*Exercise goal*
Lay out the lines of the rows below as a Markdown table with two columns, Idx and Line. Start at the line containing "Thank you for the photo above. Could you indicate the balcony" and continue through the end of the rows, including both ends, numbering each line and leaving out blank lines.
>> BEGIN Material for this exercise
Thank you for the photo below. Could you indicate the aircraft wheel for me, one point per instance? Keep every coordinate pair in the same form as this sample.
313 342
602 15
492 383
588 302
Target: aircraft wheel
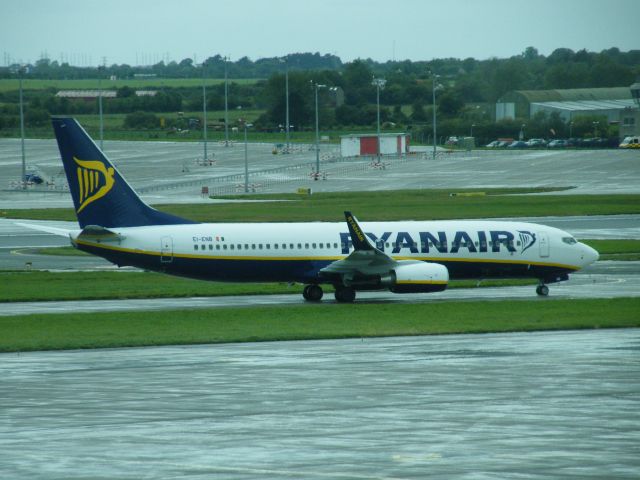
345 294
312 293
542 290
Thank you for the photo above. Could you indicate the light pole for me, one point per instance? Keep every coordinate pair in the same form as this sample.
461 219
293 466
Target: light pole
204 114
317 86
246 158
23 181
379 83
100 70
435 79
226 105
286 99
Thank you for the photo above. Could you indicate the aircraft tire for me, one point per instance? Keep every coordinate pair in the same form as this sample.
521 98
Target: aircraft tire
345 294
312 293
542 290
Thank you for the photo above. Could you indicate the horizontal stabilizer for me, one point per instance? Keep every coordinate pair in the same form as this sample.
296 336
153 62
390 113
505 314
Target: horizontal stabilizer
98 233
61 232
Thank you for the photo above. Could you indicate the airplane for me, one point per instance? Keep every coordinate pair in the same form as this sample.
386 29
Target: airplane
401 256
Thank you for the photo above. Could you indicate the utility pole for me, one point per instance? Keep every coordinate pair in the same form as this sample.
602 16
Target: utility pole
379 83
204 111
435 79
317 133
23 181
226 105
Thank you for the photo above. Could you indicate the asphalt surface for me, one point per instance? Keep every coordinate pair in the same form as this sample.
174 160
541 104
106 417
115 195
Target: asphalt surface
541 405
173 172
526 406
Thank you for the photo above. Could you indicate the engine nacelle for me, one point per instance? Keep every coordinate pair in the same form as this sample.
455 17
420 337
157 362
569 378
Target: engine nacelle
418 277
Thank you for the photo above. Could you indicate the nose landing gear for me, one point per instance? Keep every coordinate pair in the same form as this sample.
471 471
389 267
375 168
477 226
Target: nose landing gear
542 290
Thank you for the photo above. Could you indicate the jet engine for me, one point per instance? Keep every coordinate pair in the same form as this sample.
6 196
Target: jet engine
416 277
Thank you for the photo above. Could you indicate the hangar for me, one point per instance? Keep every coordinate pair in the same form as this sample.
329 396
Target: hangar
367 144
569 103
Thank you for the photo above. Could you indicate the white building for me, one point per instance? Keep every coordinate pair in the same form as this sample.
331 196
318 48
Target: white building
367 144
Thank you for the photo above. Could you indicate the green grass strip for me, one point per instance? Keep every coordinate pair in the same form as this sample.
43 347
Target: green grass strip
35 286
306 322
384 206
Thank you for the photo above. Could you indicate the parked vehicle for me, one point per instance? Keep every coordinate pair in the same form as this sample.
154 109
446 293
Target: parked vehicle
559 143
630 142
536 142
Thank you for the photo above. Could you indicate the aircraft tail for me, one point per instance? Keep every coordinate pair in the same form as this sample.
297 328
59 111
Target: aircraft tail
101 195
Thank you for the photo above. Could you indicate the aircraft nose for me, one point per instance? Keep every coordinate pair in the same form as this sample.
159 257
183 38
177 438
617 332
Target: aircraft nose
589 255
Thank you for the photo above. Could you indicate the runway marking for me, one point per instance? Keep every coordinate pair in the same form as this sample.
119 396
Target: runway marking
289 473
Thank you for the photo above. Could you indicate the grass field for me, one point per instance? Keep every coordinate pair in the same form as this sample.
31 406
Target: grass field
34 286
383 206
136 83
129 329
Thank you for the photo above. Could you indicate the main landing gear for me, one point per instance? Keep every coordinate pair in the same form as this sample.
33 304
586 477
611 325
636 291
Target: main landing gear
345 294
542 290
313 293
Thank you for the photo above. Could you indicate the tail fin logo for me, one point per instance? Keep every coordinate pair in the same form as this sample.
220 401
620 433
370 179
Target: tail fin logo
95 180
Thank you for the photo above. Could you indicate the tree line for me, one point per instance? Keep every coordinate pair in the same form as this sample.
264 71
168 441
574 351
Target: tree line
466 90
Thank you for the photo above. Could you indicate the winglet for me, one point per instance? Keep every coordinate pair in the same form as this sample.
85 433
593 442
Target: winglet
358 237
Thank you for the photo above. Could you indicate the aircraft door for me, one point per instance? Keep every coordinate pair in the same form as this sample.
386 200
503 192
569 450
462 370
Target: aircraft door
166 250
543 241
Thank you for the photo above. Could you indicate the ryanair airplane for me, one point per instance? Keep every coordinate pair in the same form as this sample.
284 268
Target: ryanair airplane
407 256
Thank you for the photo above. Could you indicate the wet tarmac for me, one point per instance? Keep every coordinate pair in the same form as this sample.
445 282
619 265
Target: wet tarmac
526 406
172 172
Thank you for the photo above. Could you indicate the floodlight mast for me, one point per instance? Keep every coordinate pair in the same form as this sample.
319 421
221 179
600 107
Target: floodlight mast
379 84
23 181
435 79
204 112
246 158
226 104
316 87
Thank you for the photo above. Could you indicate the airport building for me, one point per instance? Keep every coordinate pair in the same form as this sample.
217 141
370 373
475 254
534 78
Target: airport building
569 103
367 144
619 104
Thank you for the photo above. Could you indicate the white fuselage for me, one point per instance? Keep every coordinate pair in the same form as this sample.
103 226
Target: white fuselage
297 251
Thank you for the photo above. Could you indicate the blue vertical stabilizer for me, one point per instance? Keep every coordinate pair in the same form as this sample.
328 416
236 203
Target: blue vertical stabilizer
101 195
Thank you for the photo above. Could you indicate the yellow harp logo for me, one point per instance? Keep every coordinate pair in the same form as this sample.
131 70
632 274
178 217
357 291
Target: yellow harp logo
94 181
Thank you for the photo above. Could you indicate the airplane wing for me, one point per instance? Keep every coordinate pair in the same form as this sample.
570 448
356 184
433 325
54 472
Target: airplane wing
61 232
90 232
365 260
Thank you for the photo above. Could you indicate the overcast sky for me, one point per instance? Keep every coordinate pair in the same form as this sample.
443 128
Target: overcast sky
84 32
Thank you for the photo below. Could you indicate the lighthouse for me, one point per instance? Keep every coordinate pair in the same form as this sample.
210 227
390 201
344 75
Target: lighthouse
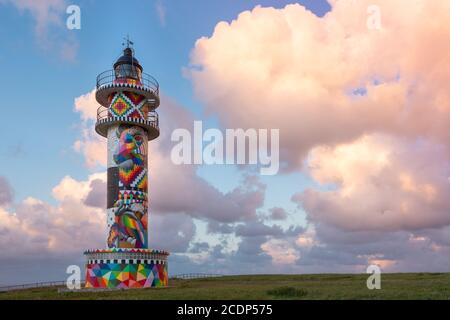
128 98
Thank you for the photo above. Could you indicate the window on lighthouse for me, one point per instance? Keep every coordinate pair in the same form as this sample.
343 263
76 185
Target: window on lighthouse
128 71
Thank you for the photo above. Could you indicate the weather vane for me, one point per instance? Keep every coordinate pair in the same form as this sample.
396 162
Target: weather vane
128 42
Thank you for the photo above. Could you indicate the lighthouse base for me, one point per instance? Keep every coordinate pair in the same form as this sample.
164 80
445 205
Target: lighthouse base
126 268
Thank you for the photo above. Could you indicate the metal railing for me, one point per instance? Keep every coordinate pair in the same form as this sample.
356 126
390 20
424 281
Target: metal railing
186 276
35 285
109 77
152 116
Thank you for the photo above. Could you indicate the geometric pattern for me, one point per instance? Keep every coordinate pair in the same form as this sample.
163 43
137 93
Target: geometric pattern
126 275
131 176
140 182
128 104
120 107
128 196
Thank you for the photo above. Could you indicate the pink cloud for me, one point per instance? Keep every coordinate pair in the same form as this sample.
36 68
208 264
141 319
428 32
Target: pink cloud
367 111
289 69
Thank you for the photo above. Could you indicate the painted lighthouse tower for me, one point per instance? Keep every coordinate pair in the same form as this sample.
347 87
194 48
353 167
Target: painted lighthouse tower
127 118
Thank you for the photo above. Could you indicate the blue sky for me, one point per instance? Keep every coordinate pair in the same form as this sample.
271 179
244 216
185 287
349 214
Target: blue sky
374 184
40 87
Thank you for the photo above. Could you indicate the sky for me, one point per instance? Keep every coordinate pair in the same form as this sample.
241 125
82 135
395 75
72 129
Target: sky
358 90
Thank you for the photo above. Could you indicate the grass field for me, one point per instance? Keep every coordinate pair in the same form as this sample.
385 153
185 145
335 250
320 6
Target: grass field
330 286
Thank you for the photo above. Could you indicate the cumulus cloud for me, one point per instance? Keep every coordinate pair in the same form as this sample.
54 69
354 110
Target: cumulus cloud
292 70
380 183
6 192
365 112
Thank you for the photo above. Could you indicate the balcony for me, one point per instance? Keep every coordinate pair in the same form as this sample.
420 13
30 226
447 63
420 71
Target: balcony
109 82
105 120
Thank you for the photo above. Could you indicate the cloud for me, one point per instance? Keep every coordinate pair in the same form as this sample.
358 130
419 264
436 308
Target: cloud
364 112
6 192
292 70
278 213
161 12
380 183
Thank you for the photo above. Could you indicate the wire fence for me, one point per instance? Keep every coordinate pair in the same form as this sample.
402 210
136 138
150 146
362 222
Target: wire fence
36 285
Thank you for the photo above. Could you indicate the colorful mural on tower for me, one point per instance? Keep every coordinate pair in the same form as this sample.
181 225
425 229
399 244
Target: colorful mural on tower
126 275
127 262
127 178
128 104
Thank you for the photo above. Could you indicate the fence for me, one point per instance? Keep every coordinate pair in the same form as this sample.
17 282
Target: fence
186 276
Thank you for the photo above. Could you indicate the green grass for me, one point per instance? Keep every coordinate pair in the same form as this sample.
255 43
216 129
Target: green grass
324 286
>> END Material for this exercise
*Response to the task*
| Idx | Line |
|---|---|
| 1 | Thank you for the photo above. Could you indicate the balcony for me, one point per instance? Keep every coordinate pair in the same form as this sample. |
| 2 | 420 13 |
| 3 | 30 226 |
| 4 | 447 63 |
| 5 | 420 71 |
| 6 | Target: balcony |
| 7 | 109 82 |
| 8 | 105 120 |
| 9 | Thank you for the photo above. Could you indicate the cloud for me, one point per instance? Keep every coordinate pair in the same form as this sample. |
| 10 | 358 130 |
| 11 | 419 264 |
| 12 | 436 308 |
| 13 | Target: cloud |
| 14 | 364 112 |
| 15 | 6 192 |
| 16 | 292 70 |
| 17 | 278 213 |
| 18 | 161 12 |
| 19 | 380 183 |
| 20 | Thank you for the photo above. Could you indicate the wire fence for me, one point per instance? Keep every coordinate pair in the same form as this sample. |
| 21 | 402 210 |
| 22 | 136 138 |
| 23 | 150 146 |
| 24 | 362 222 |
| 25 | Target: wire fence |
| 26 | 36 285 |
| 27 | Thank you for the photo above. Could you indicate the colorful mural on tower for me, one point per instance? Keep every coordinate pair in the same form as this sample. |
| 28 | 181 225 |
| 29 | 425 229 |
| 30 | 399 244 |
| 31 | Target: colorful mural on tower |
| 32 | 126 275 |
| 33 | 127 262 |
| 34 | 127 178 |
| 35 | 128 104 |
| 36 | Thank you for the photo above. Could you indicate the fence for me, one point per instance? Keep every coordinate pair in the same form as this sample. |
| 37 | 17 282 |
| 38 | Target: fence |
| 39 | 186 276 |
| 40 | Thank you for the photo above. Could you indicate the green grass for me, one point per instance? Keep every coordinate pair in the same form as this sample. |
| 41 | 255 43 |
| 42 | 216 129 |
| 43 | Target: green grass |
| 44 | 324 286 |